>> start

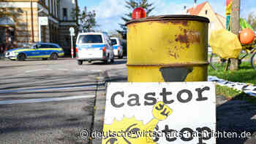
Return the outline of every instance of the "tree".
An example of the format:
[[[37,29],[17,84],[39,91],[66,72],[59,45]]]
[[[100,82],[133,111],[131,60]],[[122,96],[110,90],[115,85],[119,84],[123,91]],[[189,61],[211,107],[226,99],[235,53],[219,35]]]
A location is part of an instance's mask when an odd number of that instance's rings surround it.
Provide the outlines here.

>> end
>> start

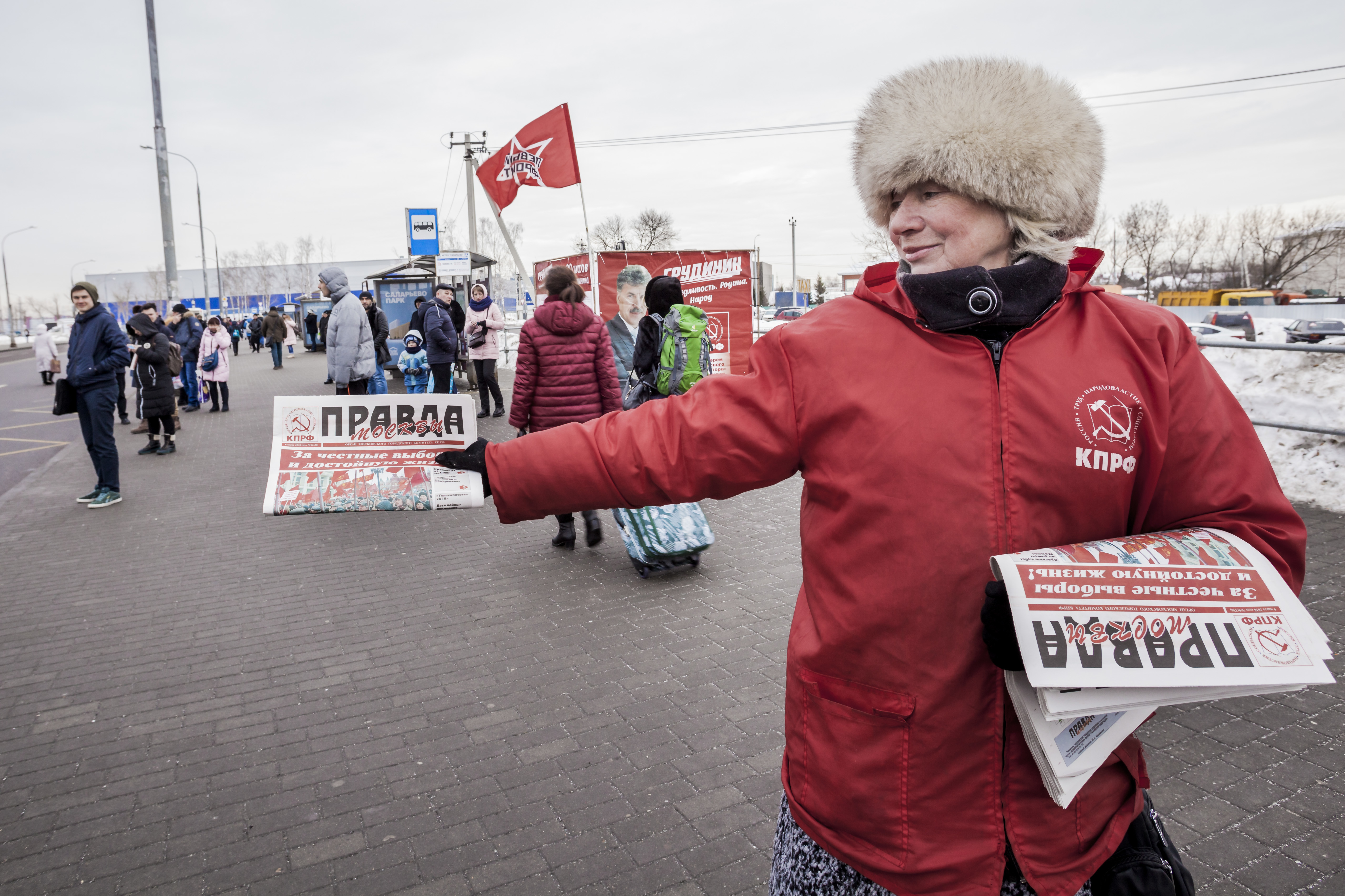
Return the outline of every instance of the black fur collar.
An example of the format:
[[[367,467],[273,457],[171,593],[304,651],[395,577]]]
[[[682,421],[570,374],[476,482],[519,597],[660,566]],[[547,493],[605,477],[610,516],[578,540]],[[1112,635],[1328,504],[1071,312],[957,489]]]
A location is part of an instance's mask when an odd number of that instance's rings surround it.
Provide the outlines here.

>> end

• **Exercise prompt**
How many of the lines above contain the word "every"? Give only the number.

• **Result**
2